> _SOURCE EXCERPT_:

OSDev.org
https://forum.osdev.org/

Design problem/question on FS design
https://forum.osdev.org/viewtopic.php?f=1&t=12623
Page 1 of 1

Author:  Candy [ Fri Jan 05, 2007 1:29 pm ]
Post subject:  Design problem/question on FS design

I'm working on the *FS mkfs tool. It works up to the level that I've come to the part where you take minute decisions that make a huge impact later on.

I'm implementing the support for copy-on-write files, where a file inode is shared by multiple file links, which can only write to it by copying it before the actual write. This works fine. I am considering, if you allow this for directory inodes as well, writing a file includes checking all of its predecessors and possibly copying a number of them. Not allowing this would weaken it since you'd still get loads of copies of the directory tree.

What do you think?

Author:  Brynet-Inc [ Fri Jan 05, 2007 1:54 pm ]
Post subject: 

Sounds cool Candy.. :)

*FS? I'm guessing by the asterisk your designing your own file system and haven't picked a name?

How about CFS? Candy File System.. hehehehe :P

An example of COW here is neat.. Surprised I never seen it before :?

To me it just seems like a bit of a space waister.. As it looks like it's just making duplicates of the file.. How's it different then making a copy of the file normally using cp? (Or is the duplicate temporary.. in memory?)

Author:  Candy [ Fri Jan 05, 2007 2:07 pm ]
Post subject: 

Brynet-Inc wrote:
*FS? I'm guessing by the asterisk your designing your own file system and haven't picked a name?

The name is StarFS, short name is *FS.

Quote:
An example of COW here is neat.. Surprised I never seen it before :?

To me it just seems like a bit of a space waister.. As it looks like it's just making duplicates of the file.. How's it different then making a copy of the file normally using cp? (Or is the duplicate temporary.. in memory?)


Suppose you have a source tree. You make a daily backup by copying it to a subdirectory of the appropriate name with a date in it. Every copy takes space for the entire tree of files. The idea is, since the files are the same, and you're most likely not going to write any of them (since the most likely reason for copies is backups or something similar) why copy at all?

So, instead, you link to the inode like a unix hardlink. Except, when you write you instead copy & write the file so it appears to be just another file.

It allows for a number of things that previously were plain stupid:

- You could make your file system function like GMail, in that you don't put a file in one directory but you put it in each directory that applies. As long as you don't change it, it'll be the same in each directory.

> _DATA SEGMENT_:
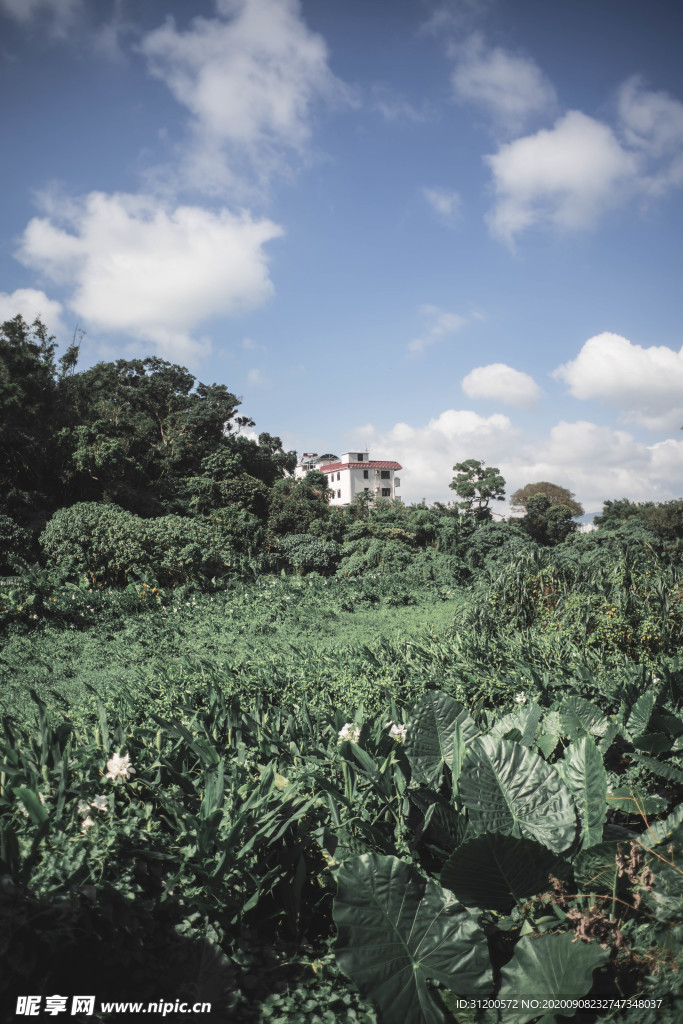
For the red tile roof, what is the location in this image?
[317,462,403,473]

> _REQUESTS_:
[1] Condense the paragraph of the forum thread that begins "Suppose you have a source tree" into a short bulleted list that keeps its main facts.
[2] Print the passage of the forum thread between "I'm working on" and "cool Candy.. :)", inclusive.
The listing above comes from a separate source, unrelated to the forum thread.

> _PER-TASK OUTPUTS_:
[1]
- A daily backup copies the source tree into a subdirectory named with the date.
- Each copy takes space for the entire tree of files.
- The files are the same and most likely won't be written to, since copies are usually backups, so there is no reason to copy them at all.

[2]
I'm working on the *FS mkfs tool. It works up to the level that I've come to the part where you take minute decisions that make a huge impact later on.

I'm implementing the support for copy-on-write files, where a file inode is shared by multiple file links, which can only write to it by copying it before the actual write. This works fine. I am considering, if you allow this for directory inodes as well, writing a file includes checking all of its predecessors and possibly copying a number of them. Not allowing this would weaken it since you'd still get loads of copies of the directory tree.

What do you think?

Author:  Brynet-Inc [ Fri Jan 05, 2007 1:54 pm ]
Post subject: 

Sounds cool Candy.. :)